[Referring expression pointing data]
= Beginning of Section =

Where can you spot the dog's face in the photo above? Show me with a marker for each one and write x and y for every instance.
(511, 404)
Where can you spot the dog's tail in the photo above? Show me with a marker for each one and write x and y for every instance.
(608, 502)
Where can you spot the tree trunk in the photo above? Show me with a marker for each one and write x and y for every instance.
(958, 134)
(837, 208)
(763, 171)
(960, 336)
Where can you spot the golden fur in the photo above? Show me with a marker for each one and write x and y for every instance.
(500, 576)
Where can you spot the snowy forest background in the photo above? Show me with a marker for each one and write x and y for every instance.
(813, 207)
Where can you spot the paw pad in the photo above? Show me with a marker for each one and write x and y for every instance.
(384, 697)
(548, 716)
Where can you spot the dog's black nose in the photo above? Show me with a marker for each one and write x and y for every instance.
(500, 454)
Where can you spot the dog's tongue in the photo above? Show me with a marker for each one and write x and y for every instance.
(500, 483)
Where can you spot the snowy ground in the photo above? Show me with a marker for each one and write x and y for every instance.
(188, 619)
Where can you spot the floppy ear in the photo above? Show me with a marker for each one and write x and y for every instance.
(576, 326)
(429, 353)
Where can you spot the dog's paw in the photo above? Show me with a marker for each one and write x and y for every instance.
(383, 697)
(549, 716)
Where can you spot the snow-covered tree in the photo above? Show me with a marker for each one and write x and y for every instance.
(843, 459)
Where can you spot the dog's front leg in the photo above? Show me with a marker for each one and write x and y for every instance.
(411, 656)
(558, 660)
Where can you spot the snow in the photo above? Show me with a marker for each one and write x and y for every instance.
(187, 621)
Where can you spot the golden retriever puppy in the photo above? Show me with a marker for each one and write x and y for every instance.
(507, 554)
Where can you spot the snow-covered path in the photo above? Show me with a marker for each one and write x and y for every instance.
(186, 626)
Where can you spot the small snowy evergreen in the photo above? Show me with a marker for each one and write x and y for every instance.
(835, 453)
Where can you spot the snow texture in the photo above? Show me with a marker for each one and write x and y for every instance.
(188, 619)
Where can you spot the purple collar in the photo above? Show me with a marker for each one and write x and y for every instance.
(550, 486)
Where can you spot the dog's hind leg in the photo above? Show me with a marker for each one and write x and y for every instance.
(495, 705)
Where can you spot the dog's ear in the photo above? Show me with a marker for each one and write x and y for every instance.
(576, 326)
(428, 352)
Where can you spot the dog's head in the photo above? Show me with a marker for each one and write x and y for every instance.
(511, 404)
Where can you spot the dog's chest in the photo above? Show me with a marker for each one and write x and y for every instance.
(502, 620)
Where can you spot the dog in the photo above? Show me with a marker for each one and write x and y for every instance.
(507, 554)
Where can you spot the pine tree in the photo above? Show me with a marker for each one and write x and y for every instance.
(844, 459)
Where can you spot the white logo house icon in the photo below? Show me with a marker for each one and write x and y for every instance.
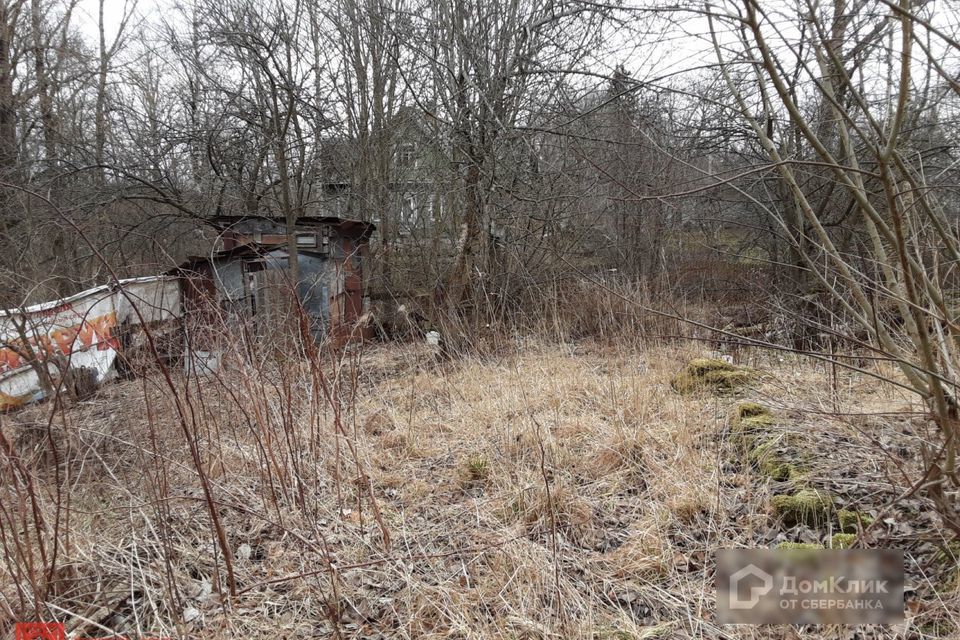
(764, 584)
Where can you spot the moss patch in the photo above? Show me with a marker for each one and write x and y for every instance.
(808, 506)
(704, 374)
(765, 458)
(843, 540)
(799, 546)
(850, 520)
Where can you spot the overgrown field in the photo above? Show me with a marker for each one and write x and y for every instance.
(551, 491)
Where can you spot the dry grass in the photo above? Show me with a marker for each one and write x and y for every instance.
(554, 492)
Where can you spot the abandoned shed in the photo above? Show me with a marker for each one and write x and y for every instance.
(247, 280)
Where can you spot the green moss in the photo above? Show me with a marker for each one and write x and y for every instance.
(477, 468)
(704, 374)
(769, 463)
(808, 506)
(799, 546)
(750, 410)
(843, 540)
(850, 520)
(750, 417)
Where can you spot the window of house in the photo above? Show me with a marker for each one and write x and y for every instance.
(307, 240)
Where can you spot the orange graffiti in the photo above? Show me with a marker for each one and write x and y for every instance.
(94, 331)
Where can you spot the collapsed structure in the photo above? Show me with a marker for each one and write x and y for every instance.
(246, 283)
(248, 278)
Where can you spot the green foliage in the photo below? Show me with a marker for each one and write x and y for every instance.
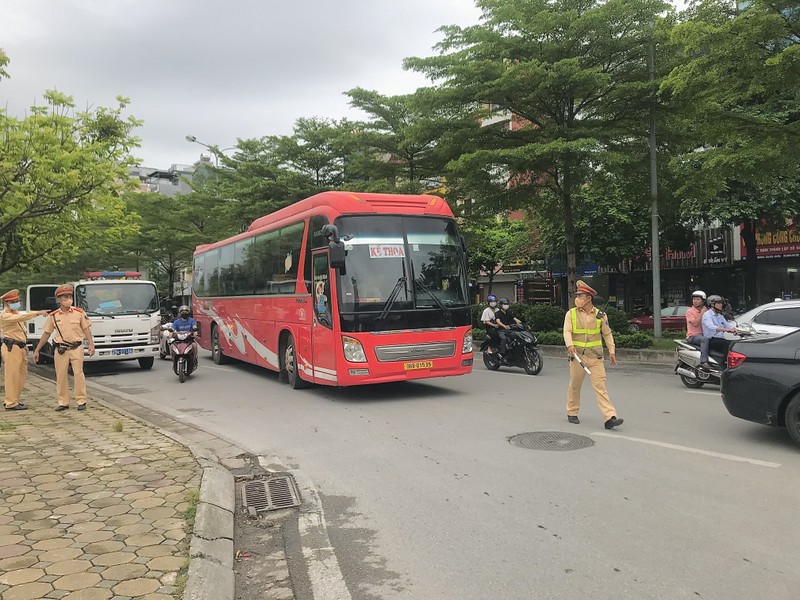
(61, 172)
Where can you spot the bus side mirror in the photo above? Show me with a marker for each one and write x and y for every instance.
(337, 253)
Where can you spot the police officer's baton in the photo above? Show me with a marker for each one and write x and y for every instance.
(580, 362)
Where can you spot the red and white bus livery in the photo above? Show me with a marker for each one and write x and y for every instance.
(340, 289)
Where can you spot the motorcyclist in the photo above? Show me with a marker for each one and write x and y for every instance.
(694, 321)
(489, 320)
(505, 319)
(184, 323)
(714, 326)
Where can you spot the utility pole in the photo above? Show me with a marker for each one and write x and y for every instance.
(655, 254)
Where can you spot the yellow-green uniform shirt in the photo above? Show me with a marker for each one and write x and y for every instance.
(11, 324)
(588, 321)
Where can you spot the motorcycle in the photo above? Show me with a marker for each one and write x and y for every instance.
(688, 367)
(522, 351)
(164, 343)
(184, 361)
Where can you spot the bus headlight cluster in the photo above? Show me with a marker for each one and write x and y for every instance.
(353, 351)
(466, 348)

= End of Section =

_Task instructions_
Nothing should appear in the output except the lines from the one with "Where can you spot the police" through the end of the records above, copied exactly.

_Answer to the problem_
Where can you spot the police officer's baton in the photo above? Show me with a marker for each one and write x and y for every instance.
(580, 362)
Where can you spot the red and white bus livery in the photo above? Show me with a marker for each one and write x and y for every instance.
(340, 289)
Where can you spot the motorcyclist in the photo above? Show me with a marker for each one and write x and y for every instance.
(694, 321)
(489, 320)
(505, 319)
(184, 323)
(714, 326)
Where can you spot the utility pole in the photo above? Show me with a marker for each one and write x and y for every instance.
(655, 254)
Where can you spot the yellow-green uniform shirt in the photo above? Show me with a marker for each one and write x and y for every instance.
(11, 324)
(588, 321)
Where can you spot the motorcycle in the photo above? Show me with a marker for each one and write x and y for every instance.
(688, 367)
(522, 351)
(164, 343)
(184, 361)
Where can you spot the bus headlight cluster in the photo above? Show me with a marker for each one and write x and y for every instance.
(353, 351)
(466, 348)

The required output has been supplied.